__Условие задания__:
Ответьте на вопросы по отрывку о «лагерном детективе».
(а) Как арестанты называют побег на Колыме?
(б) Во время какой игры происходит кульминационный разговор между Девкой и Чумой?
(в) Куда отправляется сыщик у Дёмина, завершив расследование?

__Предложенный отрывок__:
━━━━━━━━━━━━━━━━

И тем не менее арестанты упорно рвались на волю; уходили и гибли в лесном бездорожье, в болотистых тундрах, во льдах.
И потому-то побег на Колыме называется среди арестантов весьма колоритно: беглец уходит не на волю, нет, — он “уходит во льды”»[277].
Примечательно, что кульминационный для расследования разговор между Девкой и Чумой, разговор, в котором сыщик в соответствии с традицией, подобно гоголевскому Вию или покойнику из рассказа Эдгара По, обличающе говорит: «Вот он! Ты — тот человек!», — происходит во время игры в шахматы. Еще примечательнее многозначительная деталь: именно манера игры Чумы укрепляет Девку в уверенности, что его партнер и подельник и есть убийца Ленина:
«— …Почему ты так решил?
— Да так, — он усмехнулся, вздернув верхнюю губу. — Больно уж ловко ты конями ходишь! — покосился на доску, потрогал кончиками пальцев шахматные фигуры. — Удаются тебе кривые хода, удаются…»[278]
Шахматный конь действительно ходит странно и прихотливо. Здесь он становится метафорой изощренности преступной мысли.
Общество, изображенное в «лагерном детективе», выглядит обратным по отношению к обществу в детективе классическом, карикатурой на него. Место добропорядочных обывателей в нем занимают матерые преступники, в большинстве своем — сами убийцы и грабители. И конечно, удивительный поворот, зеркальный по отношению к каноническому детективному повествованию, ожидает нас в конце. Этот поворот, это зеркальное отражение — судьба двух главных антагонистов. В классическом детективе финал — триумф сыщика и гибель (или арест) преступника. Но у Дёмина именно сыщик, завершив расследование, отправляется в камеру смертника (по другому делу, но тем не менее) — выходит из приграничья, из преддверия преисподней в мир смерти. А убийца, благополучно избавившись от преследований, в скором времени выходит на свободу — из того же приграничья в мир жизни. Причем у читателя остается стойкая уверенность, что и к стенке Девку поставили не без помощи показаний Чумы: ведь дело, по которому блатного сыщика «выдернули» в следственную тюрьму, было связано с убийством «ссучившегося вора» в пересыльной тюрьме. Убийства, совершенного Девкой и Чумой вместе.

━━━━━━━━━━━━━━━━

__Исходные данные__:

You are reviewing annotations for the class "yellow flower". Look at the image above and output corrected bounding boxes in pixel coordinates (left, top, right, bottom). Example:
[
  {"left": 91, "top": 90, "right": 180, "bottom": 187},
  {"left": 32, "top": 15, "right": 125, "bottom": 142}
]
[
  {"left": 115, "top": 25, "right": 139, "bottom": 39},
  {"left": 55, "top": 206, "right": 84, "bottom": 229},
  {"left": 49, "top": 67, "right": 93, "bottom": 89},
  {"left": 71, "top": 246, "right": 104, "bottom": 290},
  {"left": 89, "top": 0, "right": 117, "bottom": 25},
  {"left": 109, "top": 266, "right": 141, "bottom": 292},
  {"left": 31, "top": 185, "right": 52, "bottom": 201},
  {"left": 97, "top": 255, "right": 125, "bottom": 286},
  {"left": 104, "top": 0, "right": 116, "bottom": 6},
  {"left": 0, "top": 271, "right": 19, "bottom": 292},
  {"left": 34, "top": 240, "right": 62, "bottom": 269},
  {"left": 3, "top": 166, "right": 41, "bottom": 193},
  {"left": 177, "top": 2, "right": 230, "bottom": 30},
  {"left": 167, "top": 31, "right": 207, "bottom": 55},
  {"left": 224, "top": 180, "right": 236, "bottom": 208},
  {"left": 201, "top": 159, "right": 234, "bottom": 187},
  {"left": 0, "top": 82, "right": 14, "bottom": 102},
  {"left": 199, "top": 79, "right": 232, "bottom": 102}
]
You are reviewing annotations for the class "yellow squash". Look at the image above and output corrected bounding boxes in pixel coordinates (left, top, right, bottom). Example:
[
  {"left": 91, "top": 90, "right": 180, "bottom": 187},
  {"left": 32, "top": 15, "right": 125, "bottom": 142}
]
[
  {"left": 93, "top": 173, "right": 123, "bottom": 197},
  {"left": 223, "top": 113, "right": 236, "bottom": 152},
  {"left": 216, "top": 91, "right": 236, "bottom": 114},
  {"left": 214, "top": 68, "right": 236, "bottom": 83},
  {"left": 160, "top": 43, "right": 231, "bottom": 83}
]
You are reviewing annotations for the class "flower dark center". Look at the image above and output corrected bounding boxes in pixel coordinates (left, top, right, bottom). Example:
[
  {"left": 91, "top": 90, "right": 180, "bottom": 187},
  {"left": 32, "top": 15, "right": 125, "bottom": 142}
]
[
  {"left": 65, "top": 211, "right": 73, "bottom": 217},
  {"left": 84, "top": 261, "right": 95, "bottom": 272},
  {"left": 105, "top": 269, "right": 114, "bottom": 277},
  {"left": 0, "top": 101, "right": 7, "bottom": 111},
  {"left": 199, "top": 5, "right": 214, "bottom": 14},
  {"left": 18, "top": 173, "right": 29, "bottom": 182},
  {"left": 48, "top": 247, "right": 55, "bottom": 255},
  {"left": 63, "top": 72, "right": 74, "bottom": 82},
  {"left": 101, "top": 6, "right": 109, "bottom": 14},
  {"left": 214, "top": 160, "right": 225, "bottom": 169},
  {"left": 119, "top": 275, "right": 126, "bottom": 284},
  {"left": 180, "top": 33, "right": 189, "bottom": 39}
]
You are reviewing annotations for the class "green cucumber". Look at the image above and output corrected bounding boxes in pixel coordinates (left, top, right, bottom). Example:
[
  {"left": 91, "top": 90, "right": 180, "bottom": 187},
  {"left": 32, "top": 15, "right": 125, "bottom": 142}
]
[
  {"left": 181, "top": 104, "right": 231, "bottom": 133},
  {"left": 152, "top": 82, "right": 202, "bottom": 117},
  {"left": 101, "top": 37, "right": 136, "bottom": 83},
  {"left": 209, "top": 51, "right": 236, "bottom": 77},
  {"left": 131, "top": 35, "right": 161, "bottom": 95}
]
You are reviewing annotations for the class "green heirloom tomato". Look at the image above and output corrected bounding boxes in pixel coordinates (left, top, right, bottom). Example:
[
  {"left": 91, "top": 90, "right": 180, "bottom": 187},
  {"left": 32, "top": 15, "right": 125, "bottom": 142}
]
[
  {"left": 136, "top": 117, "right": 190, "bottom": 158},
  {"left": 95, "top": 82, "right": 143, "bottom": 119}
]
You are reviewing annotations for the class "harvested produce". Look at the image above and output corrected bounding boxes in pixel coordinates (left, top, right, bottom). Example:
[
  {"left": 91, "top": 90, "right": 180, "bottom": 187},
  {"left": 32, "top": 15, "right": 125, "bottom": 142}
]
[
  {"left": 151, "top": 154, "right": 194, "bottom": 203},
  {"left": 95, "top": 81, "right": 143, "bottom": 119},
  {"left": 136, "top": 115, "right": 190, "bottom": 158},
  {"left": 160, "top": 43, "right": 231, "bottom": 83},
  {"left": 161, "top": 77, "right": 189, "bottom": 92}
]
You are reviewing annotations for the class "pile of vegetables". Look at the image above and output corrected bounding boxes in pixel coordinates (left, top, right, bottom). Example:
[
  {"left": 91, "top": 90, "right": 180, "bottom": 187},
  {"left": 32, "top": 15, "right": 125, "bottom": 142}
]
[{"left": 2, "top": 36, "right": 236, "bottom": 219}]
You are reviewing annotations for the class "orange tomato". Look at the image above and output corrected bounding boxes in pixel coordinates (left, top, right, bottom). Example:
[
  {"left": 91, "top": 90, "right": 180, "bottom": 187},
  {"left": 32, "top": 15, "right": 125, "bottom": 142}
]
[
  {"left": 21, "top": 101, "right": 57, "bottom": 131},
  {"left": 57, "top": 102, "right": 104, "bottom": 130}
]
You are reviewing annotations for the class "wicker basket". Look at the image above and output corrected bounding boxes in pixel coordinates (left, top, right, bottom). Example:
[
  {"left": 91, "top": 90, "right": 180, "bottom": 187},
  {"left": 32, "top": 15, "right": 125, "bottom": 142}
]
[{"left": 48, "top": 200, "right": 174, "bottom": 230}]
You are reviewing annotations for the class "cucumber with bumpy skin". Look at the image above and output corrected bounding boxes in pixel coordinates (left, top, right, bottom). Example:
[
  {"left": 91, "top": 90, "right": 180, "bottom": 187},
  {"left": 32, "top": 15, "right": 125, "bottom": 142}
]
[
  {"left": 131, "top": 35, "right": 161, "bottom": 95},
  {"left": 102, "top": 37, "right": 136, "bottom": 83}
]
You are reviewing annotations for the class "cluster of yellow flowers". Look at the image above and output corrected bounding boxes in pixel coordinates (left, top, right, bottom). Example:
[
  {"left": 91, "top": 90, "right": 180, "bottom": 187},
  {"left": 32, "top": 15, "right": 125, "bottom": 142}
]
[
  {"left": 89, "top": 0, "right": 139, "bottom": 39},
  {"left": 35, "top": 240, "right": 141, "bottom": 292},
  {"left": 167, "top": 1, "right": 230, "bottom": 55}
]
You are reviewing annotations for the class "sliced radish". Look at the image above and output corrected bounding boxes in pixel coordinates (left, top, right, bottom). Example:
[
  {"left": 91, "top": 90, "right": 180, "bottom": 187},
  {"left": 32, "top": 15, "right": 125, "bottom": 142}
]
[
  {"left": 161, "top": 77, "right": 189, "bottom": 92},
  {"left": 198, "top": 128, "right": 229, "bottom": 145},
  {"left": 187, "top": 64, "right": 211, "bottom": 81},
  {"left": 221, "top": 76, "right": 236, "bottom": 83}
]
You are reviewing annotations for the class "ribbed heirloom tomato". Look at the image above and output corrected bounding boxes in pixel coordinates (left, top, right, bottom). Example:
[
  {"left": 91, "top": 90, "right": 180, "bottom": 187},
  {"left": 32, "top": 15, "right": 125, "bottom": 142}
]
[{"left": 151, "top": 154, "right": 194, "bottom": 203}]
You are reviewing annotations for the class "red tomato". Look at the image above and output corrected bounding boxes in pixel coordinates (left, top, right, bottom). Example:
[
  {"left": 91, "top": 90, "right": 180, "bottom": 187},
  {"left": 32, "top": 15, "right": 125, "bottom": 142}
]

━━━━━━━━━━━━━━━━

__Результат задания__:
(а) Беглец «уходит во льды».
(б) Во время игры в шахматы.
(в) В камеру смертника.